> **PROMPT**
Copy every entry exactly.

> **PROVIDED DATA**
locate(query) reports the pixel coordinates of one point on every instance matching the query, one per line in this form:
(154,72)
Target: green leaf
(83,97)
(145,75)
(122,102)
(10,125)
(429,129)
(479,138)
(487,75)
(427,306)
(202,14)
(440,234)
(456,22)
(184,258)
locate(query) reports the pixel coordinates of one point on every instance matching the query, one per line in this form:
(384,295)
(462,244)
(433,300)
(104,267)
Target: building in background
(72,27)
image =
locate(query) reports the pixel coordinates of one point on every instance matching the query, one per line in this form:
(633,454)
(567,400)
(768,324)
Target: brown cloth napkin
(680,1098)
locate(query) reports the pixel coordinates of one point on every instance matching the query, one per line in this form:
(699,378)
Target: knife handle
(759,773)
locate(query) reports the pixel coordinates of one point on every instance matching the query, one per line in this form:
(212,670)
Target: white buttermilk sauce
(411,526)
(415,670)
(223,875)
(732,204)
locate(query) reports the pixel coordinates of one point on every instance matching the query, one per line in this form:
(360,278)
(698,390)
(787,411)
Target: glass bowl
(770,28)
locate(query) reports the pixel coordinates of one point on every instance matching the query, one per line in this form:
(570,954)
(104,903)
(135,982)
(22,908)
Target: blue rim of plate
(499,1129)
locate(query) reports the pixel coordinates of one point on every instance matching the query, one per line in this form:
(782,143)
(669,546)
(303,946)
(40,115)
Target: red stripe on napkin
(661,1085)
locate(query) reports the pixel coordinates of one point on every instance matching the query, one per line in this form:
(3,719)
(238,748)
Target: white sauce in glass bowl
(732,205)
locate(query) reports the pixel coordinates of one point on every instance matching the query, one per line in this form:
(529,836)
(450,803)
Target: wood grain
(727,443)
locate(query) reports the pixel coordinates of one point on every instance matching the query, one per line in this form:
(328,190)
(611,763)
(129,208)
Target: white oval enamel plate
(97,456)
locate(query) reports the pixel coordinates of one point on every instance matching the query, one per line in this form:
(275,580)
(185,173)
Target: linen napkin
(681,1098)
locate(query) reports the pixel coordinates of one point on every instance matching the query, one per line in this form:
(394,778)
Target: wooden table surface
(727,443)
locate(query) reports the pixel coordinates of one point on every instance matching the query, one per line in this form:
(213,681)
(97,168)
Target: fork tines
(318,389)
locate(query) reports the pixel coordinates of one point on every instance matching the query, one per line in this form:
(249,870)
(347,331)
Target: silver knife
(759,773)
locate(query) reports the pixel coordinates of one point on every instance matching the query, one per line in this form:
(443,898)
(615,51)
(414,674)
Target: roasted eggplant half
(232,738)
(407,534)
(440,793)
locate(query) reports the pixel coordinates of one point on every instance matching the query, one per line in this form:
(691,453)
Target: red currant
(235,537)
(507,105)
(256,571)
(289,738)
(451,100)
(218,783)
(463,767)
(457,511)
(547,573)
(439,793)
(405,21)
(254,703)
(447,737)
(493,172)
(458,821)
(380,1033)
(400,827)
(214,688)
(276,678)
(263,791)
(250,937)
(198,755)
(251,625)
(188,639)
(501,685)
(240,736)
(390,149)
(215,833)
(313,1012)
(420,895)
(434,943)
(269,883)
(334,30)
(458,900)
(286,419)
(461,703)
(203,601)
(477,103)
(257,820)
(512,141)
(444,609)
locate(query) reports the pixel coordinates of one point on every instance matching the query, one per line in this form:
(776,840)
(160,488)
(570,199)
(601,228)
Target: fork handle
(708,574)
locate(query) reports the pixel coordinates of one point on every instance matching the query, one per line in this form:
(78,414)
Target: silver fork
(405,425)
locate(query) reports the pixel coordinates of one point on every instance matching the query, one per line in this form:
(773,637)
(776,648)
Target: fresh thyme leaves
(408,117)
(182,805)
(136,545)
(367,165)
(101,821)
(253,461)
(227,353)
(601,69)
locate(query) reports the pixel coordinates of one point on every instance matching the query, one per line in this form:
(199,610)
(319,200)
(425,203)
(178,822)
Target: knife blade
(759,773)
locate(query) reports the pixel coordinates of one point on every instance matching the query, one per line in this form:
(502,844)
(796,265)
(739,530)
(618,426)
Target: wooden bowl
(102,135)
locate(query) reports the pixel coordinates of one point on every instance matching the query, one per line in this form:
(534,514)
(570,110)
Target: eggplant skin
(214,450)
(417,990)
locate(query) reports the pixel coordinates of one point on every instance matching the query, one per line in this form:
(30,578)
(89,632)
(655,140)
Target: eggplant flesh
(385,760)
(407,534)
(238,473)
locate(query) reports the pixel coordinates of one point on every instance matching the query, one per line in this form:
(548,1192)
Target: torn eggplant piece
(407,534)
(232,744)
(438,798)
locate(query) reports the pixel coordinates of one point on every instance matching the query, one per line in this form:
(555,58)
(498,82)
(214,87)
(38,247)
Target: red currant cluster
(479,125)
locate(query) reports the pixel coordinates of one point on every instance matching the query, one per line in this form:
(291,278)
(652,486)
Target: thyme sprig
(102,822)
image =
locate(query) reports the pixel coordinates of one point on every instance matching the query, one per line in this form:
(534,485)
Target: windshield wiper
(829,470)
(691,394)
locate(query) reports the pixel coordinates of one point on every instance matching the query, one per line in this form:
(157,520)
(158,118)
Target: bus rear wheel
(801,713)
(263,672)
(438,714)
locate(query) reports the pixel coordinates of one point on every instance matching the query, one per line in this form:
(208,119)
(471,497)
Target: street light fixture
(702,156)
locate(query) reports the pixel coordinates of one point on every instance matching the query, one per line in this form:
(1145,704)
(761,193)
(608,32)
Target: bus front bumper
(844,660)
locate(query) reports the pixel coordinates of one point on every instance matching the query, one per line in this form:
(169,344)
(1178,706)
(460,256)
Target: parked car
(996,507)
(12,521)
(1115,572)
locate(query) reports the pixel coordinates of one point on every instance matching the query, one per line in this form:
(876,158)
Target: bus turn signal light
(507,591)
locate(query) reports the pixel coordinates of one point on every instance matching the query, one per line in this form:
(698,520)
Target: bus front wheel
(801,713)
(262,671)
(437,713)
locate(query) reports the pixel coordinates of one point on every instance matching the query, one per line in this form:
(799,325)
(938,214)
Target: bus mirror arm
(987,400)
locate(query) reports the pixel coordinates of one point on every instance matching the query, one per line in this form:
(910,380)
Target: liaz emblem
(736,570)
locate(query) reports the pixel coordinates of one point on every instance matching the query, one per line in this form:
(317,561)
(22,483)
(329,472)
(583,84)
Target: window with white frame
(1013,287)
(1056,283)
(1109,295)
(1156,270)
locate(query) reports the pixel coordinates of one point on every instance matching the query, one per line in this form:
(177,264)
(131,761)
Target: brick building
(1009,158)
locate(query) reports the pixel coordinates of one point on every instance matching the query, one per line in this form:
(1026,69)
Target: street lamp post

> **WORKED SOLUTION**
locate(query) reports the pixel coordinates of one point on every instance matching the query, one per line in this form:
(154,72)
Target: green leaf
(83,97)
(145,75)
(122,102)
(10,125)
(429,129)
(479,138)
(487,75)
(427,306)
(202,14)
(440,234)
(456,22)
(184,258)
locate(query) reports the pixel coordinates of one point on every instance matching the query, one per line in this form:
(384,295)
(462,244)
(433,300)
(104,267)
Target: building in background
(72,27)
image =
locate(query) reports the pixel coordinates of one point on every instance matching the query, one per line in this form:
(633,454)
(567,400)
(768,324)
Target: brown cloth napkin
(680,1098)
locate(query) reports the pixel coordinates of one point on every instance matching the query, one per line in this form:
(699,378)
Target: knife handle
(759,773)
locate(query) reports the pixel coordinates of one point on every instance matching the query, one per line in this form:
(212,670)
Target: white buttermilk sauce
(411,526)
(415,670)
(223,875)
(732,204)
locate(query) reports the pixel coordinates of one point on every instance matching the query, one per line in this form:
(360,278)
(698,390)
(787,411)
Target: glass bowl
(770,28)
locate(query) reports the pixel coordinates of one point on every instance matching the query, one per line in this form:
(570,954)
(104,903)
(135,982)
(22,908)
Target: blue rim of plate
(499,1129)
locate(query) reports the pixel coordinates of one point on every instance matching the query, one per line in this form:
(782,143)
(669,546)
(303,946)
(40,115)
Target: red stripe on napkin
(661,1085)
locate(query) reports the pixel coordinates of one point on every instance matching the query, one per line in this form:
(3,719)
(238,748)
Target: white sauce in glass bowl
(732,205)
locate(query) reports the pixel coordinates of one point on every instance matching the query, one per line in this form:
(529,836)
(450,803)
Target: wood grain
(727,443)
locate(query) reports the pixel coordinates of one point on every instance matching the query, one per line in this form:
(328,190)
(611,763)
(129,208)
Target: white oval enamel plate
(97,456)
locate(query) reports the pixel coordinates of one point on every instance matching the query, one per line in this form:
(275,580)
(185,173)
Target: linen napkin
(681,1098)
locate(query) reports the pixel coordinates of one point on every instance matching the query, one per line in this form:
(394,778)
Target: wooden table surface
(727,443)
locate(query) reports the pixel coordinates of one point on every instance matching the query, one per line in this form:
(213,681)
(97,168)
Target: fork tines
(318,389)
locate(query) reports the pixel coordinates of one point on every instance matching the query, one per line in this form:
(249,870)
(347,331)
Target: silver knife
(759,773)
locate(query) reports the pixel coordinates of one point on every instance matching the query, one per line in this form:
(443,898)
(615,51)
(414,674)
Target: roasted eggplant half
(232,738)
(407,534)
(440,793)
locate(query) reports the pixel coordinates of one point on every instance matching the query, one per line in this form:
(691,453)
Target: red currant
(235,537)
(507,105)
(256,571)
(289,738)
(451,100)
(218,783)
(463,767)
(457,511)
(547,573)
(439,793)
(405,21)
(254,703)
(447,737)
(493,172)
(458,821)
(380,1033)
(400,827)
(214,688)
(276,678)
(263,791)
(250,937)
(198,755)
(251,625)
(188,639)
(501,685)
(240,736)
(390,149)
(215,833)
(313,1012)
(420,895)
(434,943)
(269,883)
(334,30)
(458,900)
(286,419)
(461,703)
(203,601)
(477,103)
(257,820)
(512,141)
(444,609)
locate(query) reports the pixel coordinates of one point on every instance matching the query, one per line in this form:
(776,840)
(160,488)
(570,199)
(601,228)
Target: fork handle
(708,574)
locate(query) reports the pixel coordinates of one point on every instance matching the query, one per line in this form:
(78,414)
Target: silver fork
(405,425)
locate(query) reports the pixel coordinates of one point on every instance matching the query, one per line in this form:
(773,637)
(776,648)
Target: fresh thyme leaves
(408,117)
(182,805)
(136,545)
(367,165)
(101,821)
(253,461)
(227,353)
(601,69)
locate(query) reports the pixel coordinates of one point on every instance matching the query, one per line in this form:
(199,610)
(319,200)
(425,203)
(178,822)
Target: knife blade
(759,773)
locate(query) reports the pixel coordinates of one point on every instance matching the query, one per line in this form:
(502,844)
(796,265)
(739,530)
(618,426)
Target: wooden bowl
(102,135)
locate(query) reports the pixel coordinates of one point on every instance matching the query, one per line in this form:
(534,514)
(570,110)
Target: eggplant skin
(214,450)
(417,990)
locate(query) reports the pixel coordinates of one point on every instance matching the query, one per line in this form:
(30,578)
(89,632)
(655,140)
Target: eggplant flesh
(385,760)
(407,534)
(238,473)
locate(query) reports the pixel coordinates of one point on every instance matching the query, one per line in this form:
(548,1192)
Target: torn eggplant piece
(407,534)
(232,744)
(438,798)
locate(query) reports the pixel coordinates of one point on every instance matching the query, one per line in this form:
(555,58)
(498,82)
(214,87)
(38,247)
Target: red currant cluster
(479,125)
locate(query) reports the pixel coordinates of one point on every instance matching the query, one per line in this form:
(291,278)
(652,486)
Target: thyme sprig
(102,822)
image =
locate(query) reports the pixel coordinates of one point on every instance matching the query, one per line in this form:
(534,485)
Target: windshield wiper
(829,470)
(691,394)
locate(query) reports the pixel coordinates of one point on every instance matching the query, one per line in this form:
(157,520)
(158,118)
Target: bus rear wheel
(801,713)
(263,672)
(438,714)
locate(query) reports the pixel coordinates of one point on every instance matching the query, one per line in this form:
(208,119)
(471,497)
Target: street light fixture
(702,156)
locate(query) reports the pixel coordinates of one point on every instance matching the query, one per line in this form:
(1145,704)
(761,193)
(608,32)
Target: bus front bumper
(844,660)
locate(query) reports the pixel coordinates of one point on every instance matching the query, one per line in this form:
(169,344)
(1178,706)
(460,256)
Target: parked car
(996,507)
(12,521)
(1115,572)
locate(query) reports the pixel coordinates of one point on every instance matching the query, one per line in this form:
(876,158)
Target: bus turn signal light
(507,591)
locate(query) reports the pixel coordinates of one point on every instance matching the query, one per line in this form:
(698,520)
Target: bus front wheel
(801,713)
(262,671)
(437,713)
locate(query) reports the pixel coordinates of one point on every instance matching the query, one per line in this form:
(799,325)
(938,214)
Target: bus mirror arm
(987,400)
locate(query) reports the pixel coordinates of one point on every instance matching the query, one per line in this form:
(910,380)
Target: liaz emblem
(736,570)
locate(query) reports the pixel coordinates of one point on every instance matching the query, one per line in this form:
(317,561)
(22,483)
(329,472)
(583,84)
Target: window with white frame
(1013,287)
(1056,283)
(1109,295)
(1156,270)
locate(query) reports the pixel coordinates of one point on every instance matching the query, one per line in this form:
(177,264)
(131,761)
Target: brick building
(1009,158)
locate(query) reports the pixel coordinates of one point on every instance matching the query, one per line in this form:
(1026,69)
Target: street lamp post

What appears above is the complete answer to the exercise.